Document:
******

I’m not saying Collier’s music is easy to understand. If anyone wants to explain the super-ultra-hyper-mega-meta-Lydian scale to me, my inbox is open. But there’s a simple mindset behind it – ideas are infinite and we are not infinite, so why not explore as many as we can while we’re here?

Jacob Collier plays piano onstage at MGM Music Hall at Fenway on April 24, 2024. (Courtesy of Chris Ritter)
Jacob Collier plays piano onstage at MGM Music Hall at Fenway on April 24, 2024. (Courtesy of Chris Ritter)

There are things Collier does that I don’t like, like the screamo drop that brings “100,000 Voices” to a crashing end, or the Coldplay-meets-K-pop explosion of “Over You.” But I’m supremely glad he’s trying to make these kinds of things work. Someone less curious wouldn’t have discovered the sublime dance between keys in the pre-chorus of “Little Blue” or the relentlessly detailed arrangement of “Bridge Over Troubled Water.” We should all be so fearless, delve so deeply into our passions, and try anything.

******

Data rows:
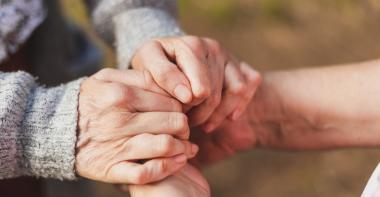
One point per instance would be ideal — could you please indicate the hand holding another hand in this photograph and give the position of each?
(201, 74)
(122, 121)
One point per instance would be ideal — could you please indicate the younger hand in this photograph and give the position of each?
(201, 74)
(188, 182)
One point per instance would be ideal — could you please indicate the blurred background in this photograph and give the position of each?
(277, 34)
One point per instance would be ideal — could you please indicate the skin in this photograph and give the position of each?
(305, 109)
(132, 131)
(187, 182)
(199, 73)
(122, 123)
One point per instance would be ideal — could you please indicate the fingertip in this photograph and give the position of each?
(208, 127)
(236, 114)
(194, 149)
(182, 93)
(180, 159)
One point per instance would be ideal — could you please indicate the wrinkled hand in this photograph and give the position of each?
(199, 73)
(122, 121)
(188, 182)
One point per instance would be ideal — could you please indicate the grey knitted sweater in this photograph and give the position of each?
(38, 124)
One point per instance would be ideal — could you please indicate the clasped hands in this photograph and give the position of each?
(185, 95)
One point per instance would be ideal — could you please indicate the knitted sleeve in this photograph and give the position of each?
(37, 127)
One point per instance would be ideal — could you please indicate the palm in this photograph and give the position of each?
(230, 137)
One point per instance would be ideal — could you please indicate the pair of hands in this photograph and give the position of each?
(132, 124)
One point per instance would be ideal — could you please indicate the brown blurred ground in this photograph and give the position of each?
(277, 34)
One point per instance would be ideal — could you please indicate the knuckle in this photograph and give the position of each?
(202, 92)
(163, 74)
(195, 43)
(178, 121)
(239, 89)
(177, 106)
(148, 80)
(215, 100)
(214, 44)
(140, 176)
(103, 73)
(165, 144)
(118, 94)
(162, 166)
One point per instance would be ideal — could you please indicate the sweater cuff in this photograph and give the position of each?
(46, 143)
(134, 27)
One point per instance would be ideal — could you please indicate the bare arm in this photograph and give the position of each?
(318, 108)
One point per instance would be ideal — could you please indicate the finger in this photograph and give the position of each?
(201, 113)
(151, 171)
(164, 72)
(253, 81)
(141, 100)
(134, 78)
(191, 65)
(148, 146)
(235, 87)
(228, 104)
(172, 123)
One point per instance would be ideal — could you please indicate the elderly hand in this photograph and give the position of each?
(127, 131)
(188, 182)
(199, 73)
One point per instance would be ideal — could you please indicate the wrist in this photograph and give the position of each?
(281, 118)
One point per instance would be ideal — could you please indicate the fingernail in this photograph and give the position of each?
(236, 114)
(180, 158)
(194, 149)
(208, 127)
(182, 93)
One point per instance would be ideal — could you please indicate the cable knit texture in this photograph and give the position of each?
(130, 23)
(37, 124)
(38, 127)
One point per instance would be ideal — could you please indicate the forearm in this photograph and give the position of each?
(38, 127)
(318, 108)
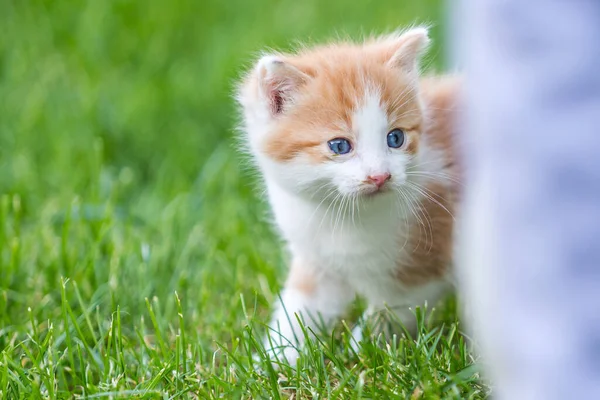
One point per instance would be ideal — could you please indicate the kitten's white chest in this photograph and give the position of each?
(365, 249)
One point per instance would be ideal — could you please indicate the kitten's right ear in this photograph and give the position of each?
(278, 81)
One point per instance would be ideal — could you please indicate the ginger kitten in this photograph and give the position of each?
(355, 149)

******

Problems to solve:
**a.** List every song title named in the Jacob Collier piece.
**b.** Answer these questions from the Jacob Collier piece:
(i) Where and on what date was Collier photographed playing piano?
(ii) Which song ends with a screamo drop?
(iii) What scale does the writer invite someone to explain?
**c.** Continue the Jacob Collier piece from its last sentence.

In response:
**a.**
"100,000 Voices"
"Over You"
"Little Blue"
"Bridge Over Troubled Water"

**b.**
(i) At MGM Music Hall at Fenway on April 24, 2024.
(ii) "100,000 Voices."
(iii) The super-ultra-hyper-mega-meta-Lydian scale.

**c.**
Towards the end of the show, Collier tells the audience that he doesn’t know what’s going to happen for the rest of the evening. But it’s good not to know, he says. That’s no small claim for Collier – knowing things is kind of his thing, and he’s in a room full of people who also know a lot. But being a nerd isn’t so much about knowing things as it is about being excited about the possibilities behind the things you don’t know.

In a concert hall in Boston, I’m in a room full of people who understand that. It’s their shared sense of wonder that I came here for. And when I walk through the doors and step onto Fenway, that’s what I hope to take with me.

The next time I feel no curiosity left, when life has tricked me into resigning myself to its walls of impossibility, I will think of that screaming, laughing room in Boston and the boyish 29-year-old on the stage saying: Come and sing with us.